## [Aim of the task]
Count how many lines in the records below contain the string "stone", treating uppercase and lowercase as different, and give only that number.

## [Material for the task]
□ □ □ □ □

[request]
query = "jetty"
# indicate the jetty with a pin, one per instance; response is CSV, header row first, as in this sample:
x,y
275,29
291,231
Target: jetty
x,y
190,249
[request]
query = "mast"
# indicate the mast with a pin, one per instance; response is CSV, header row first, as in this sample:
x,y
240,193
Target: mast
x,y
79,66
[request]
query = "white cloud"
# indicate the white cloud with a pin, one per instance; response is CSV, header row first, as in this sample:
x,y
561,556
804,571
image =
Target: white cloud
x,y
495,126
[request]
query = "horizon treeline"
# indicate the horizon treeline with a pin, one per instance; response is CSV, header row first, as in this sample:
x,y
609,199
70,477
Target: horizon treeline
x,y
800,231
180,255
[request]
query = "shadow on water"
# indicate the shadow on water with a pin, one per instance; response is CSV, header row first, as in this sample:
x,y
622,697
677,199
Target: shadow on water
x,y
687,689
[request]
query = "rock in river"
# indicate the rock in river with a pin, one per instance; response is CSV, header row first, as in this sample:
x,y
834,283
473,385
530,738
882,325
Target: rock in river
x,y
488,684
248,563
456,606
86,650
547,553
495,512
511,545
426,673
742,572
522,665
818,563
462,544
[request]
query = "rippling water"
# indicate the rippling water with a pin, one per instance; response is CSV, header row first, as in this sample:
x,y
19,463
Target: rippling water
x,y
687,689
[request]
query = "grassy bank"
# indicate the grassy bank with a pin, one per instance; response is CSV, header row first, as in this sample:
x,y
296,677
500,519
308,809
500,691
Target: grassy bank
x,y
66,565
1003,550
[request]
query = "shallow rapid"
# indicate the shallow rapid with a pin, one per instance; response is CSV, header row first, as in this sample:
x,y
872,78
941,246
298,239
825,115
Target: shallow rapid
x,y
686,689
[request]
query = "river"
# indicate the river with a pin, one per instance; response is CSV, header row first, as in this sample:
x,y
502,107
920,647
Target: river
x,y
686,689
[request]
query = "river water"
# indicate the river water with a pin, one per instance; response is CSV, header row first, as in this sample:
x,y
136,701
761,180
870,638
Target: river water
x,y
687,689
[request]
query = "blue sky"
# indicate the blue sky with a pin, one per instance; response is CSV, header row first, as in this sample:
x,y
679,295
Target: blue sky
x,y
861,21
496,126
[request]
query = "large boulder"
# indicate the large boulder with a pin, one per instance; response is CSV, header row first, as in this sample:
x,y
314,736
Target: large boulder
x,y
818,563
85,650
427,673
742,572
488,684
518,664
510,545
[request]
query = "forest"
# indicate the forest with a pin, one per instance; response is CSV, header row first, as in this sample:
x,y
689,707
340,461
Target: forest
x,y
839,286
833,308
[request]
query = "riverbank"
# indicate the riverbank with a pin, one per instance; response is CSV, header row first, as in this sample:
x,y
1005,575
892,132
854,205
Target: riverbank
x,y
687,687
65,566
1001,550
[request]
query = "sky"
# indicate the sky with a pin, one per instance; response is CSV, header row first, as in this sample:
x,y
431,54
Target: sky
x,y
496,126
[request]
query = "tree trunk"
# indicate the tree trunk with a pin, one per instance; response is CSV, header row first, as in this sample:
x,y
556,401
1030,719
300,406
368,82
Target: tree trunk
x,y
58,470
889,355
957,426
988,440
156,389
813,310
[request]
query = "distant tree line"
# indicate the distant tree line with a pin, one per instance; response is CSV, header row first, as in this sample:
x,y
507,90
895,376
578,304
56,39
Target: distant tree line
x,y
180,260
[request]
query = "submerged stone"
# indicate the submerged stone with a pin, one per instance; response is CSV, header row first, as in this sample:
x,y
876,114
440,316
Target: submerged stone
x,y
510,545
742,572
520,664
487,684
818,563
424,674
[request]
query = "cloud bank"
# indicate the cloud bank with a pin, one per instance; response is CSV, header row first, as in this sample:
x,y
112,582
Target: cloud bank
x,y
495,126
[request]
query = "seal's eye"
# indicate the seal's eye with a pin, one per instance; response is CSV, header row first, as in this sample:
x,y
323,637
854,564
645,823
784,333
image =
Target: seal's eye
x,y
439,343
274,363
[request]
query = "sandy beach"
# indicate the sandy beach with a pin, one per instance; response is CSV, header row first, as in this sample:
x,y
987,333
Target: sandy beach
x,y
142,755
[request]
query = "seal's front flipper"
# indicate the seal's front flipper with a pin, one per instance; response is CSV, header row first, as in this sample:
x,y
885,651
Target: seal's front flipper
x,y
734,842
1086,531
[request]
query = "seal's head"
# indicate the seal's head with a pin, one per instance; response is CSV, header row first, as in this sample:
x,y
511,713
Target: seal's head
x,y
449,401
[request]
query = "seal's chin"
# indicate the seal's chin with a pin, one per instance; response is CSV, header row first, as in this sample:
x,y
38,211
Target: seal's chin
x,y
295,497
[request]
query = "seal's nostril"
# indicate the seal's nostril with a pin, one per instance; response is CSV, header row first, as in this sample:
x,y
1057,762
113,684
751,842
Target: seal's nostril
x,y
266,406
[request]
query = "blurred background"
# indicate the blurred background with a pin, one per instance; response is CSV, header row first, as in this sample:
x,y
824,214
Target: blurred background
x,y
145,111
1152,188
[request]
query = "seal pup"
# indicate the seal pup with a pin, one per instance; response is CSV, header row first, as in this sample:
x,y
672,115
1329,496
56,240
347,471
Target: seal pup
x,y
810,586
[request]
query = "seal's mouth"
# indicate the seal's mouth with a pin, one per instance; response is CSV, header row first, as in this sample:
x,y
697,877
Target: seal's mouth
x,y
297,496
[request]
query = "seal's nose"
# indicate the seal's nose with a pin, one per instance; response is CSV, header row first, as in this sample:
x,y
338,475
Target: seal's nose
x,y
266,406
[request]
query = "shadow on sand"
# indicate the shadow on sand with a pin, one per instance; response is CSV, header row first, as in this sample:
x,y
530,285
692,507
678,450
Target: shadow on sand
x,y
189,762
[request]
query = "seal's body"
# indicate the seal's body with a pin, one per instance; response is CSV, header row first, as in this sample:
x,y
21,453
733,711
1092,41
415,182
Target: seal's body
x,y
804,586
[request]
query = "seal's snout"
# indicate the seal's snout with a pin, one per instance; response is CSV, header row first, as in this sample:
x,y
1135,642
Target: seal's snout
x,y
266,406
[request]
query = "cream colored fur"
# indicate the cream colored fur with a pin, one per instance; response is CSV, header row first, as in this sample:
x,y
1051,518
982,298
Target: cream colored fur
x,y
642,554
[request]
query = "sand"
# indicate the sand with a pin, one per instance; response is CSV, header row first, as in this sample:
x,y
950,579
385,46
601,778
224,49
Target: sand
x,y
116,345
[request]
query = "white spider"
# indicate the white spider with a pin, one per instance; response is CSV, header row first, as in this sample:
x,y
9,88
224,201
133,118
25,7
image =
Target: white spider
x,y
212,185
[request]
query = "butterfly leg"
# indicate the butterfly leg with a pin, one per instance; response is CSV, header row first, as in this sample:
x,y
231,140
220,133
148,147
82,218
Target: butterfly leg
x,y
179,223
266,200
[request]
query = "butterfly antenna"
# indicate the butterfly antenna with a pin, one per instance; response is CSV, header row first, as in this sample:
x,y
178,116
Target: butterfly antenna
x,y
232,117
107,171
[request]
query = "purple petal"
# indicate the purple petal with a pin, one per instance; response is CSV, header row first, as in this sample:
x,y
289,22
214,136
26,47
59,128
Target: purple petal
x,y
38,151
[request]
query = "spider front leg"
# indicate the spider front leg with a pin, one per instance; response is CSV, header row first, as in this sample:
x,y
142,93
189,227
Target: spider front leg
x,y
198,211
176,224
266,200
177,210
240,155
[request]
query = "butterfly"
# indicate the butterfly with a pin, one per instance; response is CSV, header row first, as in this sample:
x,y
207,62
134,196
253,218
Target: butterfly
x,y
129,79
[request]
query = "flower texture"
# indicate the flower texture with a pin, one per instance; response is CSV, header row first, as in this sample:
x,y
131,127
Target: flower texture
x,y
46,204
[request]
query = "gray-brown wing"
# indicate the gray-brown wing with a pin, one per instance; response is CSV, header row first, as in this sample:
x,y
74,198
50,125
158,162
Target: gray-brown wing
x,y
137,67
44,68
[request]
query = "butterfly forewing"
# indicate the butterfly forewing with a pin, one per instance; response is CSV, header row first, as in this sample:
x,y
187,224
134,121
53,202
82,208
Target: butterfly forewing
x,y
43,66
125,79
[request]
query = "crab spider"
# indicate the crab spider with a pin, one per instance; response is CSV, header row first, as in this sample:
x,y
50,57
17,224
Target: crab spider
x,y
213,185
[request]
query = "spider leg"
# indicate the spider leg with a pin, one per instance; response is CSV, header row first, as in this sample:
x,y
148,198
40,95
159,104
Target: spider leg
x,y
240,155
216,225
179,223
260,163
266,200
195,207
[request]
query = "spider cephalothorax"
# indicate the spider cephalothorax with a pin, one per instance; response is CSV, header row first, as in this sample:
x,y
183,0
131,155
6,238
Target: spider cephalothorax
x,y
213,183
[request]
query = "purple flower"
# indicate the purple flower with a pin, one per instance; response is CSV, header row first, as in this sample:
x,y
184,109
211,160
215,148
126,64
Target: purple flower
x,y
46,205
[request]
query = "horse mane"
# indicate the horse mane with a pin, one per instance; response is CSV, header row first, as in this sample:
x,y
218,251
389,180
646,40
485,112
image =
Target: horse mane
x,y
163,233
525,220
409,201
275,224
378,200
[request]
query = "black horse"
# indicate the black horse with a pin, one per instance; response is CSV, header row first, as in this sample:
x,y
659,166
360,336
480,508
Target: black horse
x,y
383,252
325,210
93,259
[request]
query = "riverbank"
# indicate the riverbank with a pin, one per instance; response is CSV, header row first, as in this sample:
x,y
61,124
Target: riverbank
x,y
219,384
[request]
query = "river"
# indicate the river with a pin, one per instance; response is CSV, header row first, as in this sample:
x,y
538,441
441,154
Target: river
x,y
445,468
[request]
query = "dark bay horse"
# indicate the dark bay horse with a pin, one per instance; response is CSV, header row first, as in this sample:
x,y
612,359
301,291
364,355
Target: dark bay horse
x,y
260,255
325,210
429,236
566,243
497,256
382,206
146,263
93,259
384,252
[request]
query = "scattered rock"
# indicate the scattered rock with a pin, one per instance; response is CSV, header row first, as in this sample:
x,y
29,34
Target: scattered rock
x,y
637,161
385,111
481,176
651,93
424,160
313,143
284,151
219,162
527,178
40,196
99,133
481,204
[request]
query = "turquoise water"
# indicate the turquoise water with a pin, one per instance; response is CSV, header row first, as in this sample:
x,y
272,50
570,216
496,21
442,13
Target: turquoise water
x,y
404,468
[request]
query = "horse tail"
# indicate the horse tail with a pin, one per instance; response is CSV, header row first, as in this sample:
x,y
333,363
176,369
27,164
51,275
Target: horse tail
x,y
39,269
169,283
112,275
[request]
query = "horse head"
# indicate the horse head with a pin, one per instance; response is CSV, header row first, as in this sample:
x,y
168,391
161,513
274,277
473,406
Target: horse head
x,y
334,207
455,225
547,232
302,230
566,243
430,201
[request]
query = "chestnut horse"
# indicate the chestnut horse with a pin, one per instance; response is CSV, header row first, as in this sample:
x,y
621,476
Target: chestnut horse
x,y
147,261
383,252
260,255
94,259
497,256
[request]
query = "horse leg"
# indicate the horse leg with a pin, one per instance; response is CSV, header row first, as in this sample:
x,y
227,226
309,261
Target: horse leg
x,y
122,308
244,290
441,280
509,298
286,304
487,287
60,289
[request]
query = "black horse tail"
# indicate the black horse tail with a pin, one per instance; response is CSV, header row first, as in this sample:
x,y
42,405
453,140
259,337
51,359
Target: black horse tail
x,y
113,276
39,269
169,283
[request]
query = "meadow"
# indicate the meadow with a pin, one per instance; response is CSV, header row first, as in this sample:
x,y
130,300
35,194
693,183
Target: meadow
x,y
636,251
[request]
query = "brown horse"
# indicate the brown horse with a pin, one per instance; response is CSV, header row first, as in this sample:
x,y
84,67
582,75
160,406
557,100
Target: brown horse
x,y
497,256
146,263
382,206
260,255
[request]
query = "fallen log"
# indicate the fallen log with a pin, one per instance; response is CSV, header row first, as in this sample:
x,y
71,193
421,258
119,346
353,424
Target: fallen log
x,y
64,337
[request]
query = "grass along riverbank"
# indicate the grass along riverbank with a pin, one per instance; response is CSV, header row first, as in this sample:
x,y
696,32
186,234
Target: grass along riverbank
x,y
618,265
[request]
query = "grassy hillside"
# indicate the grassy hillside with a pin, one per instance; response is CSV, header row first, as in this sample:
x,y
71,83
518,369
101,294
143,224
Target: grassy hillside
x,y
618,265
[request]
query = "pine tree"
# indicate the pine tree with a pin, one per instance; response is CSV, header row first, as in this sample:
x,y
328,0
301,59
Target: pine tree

□ □ □ □ □

## [Output]
3